YOUR TASKS:
1. Please copy the records word for word from their first line through the line containing "pixel 680 229", including that line, and leave the pictures out.
2. Continue the passage on the exclusive-OR error-correcting circuit from the point where it stops.

EXTRACT PROVIDED:
The output of the exclusive-OR gate 15' is fed as an input to a second exclusive-OR gate 16 which compares the output of the open-loop generator with the signal appearing at the line marked INPUT. Assuming that the output of the exclusive-OR gate 15' is the correct pseudo-random sequence, the output of the exclusive-OR gate 16 will only assume a level 1 whenever its input signals differ from one another, (that is to say when there is an error in the incoming sequence) and it is this signal which is gated with the clock and fed into the counter 19.
When an error has been detected, there will be a 1 level at the input to a third exclusive-OR gate 17 which acts as a Corrector for the signals received over the input line. As is known, when an exclusive-OR gate has a I level at one of its inputs its output corresponds to the inverse of the second input. Thus, when there is an error, the input signal is inverted by the exclusive-OR gate 17 and the corrected signal is fed into the shift register.
Assuming therefore that the correct primary sequence enters the shift register to 14', the output of the exclusive OR gate 15' will also be the same binary sequence. The input signal which is brought into agreement with the output of the exclusive-OR gate 15' by means of the exclusive-OR gate 16 acting as comparator and the exclusive-OR gate I7 acting as an error corrector will then also follow the correct pseudorandom sequence and it is this sequence which is then fed into the shift register. Thus, if the sequence from the shift register is initially correct it will remain correct. If the shift register is not initially in the correct state. the arrangement of FIG. 2 cannot operate satisfactorily.
In the arrangement of FIG. 3, it will be noted that the input signal itself is used to determine the phase of the binary sequence of the open-loop generator whilst the LATCHING SWITCH is initially open. Thus error detection can occur after a predetermined number of bits of which the minimum is equal to the number of stages in the shift register.
This arrangement serves two main purposes. Firstly, it serves to preset the open-loop generator and secondly it safeguards against the possibility of errors in the input signal during synchronisation between the input signal and the loop generated sequence.
FIG. 3 is a generalized block circuit diagram of essentially the same arrangement as FIG. 2 except that the latching switch and the counter are additional elements arranged between the exclusive-OR gate 16 serving as comparator and the exclusive-OR gate 17 serving as error corrector. The counter connected to the output of the comparator is operative to count the number of error-free bit by bit comparisons and is reset upon occurrence of an error. When a predetermined count has been reached in the counter indicating that a certain number of error-free bits have been compared then the counter operates the LATCHING SWITCH whereupon the loop described in FIG. 2 is closed and the arrangement continues as previously described.
It will be appreciated that if the counter closes the switch after a count of only 50 correct comparisons, the probabilities of there being any errors in the register when the switch closes is extremely remote and would only occur if errors were present on the incoming signal in such a way as to apparently alter the phase of the incoming sequence though preserving the cyclic order of the incoming pseudo-random pattern throughout the duration of those fifty bits.

EXTRACTED MATERIAL:
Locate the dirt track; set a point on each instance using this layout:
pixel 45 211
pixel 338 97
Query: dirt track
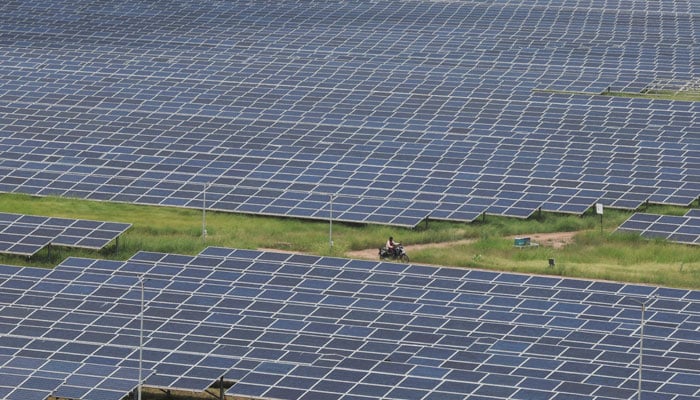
pixel 554 240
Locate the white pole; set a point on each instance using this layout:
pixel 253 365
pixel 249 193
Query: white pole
pixel 204 211
pixel 140 344
pixel 330 224
pixel 641 352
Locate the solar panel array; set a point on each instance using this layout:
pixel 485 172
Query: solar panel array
pixel 402 110
pixel 27 234
pixel 290 326
pixel 680 229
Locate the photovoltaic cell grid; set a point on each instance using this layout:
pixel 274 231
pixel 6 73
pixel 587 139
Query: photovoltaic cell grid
pixel 27 234
pixel 304 327
pixel 403 111
pixel 681 229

ANSWERS TO THE TASKS:
1.
Locate the dirt track; set a point on each instance using this layout:
pixel 45 211
pixel 338 97
Query: dirt track
pixel 554 240
Locate the white pole; set a point on each instance using this layout:
pixel 253 365
pixel 249 193
Query: white pole
pixel 204 211
pixel 140 344
pixel 330 224
pixel 641 352
Locate the solar panel array; set a point on each instance using this layout:
pixel 485 172
Query: solar panel array
pixel 402 110
pixel 27 234
pixel 290 326
pixel 680 229

2.
I. An error counter for detecting errors in an input signal following an error-free section within a predetermined pseudo-random binary sequence, including a shift register having multiple stages, logic gating means so connected to selected locations of the shift register that after the error-free section of the predetermined pseudo-random binary sequence has been clocked into the first stage of the shift register the correct pseudorandom binary sequence thereafter occurs at the output of the logic gating means, second logic gating means for comparing the output of the first logic gating means with the input signal and producing an error signal when the compared bits differ from one another, third logic gating means responsive to the latter error signals for correcting the errors in the input signal and applying the corrected signal to the first stage of the shift register and a latching switch connected between the second and third logic gating means and adapted to close only after a predetermined number of error-free comparisons indicating the presence of said error-free section have been effected in the second logic gating means.
2. An error counter as claimed in claim 1, in which all of the logic gating means are exclusive-OR gates.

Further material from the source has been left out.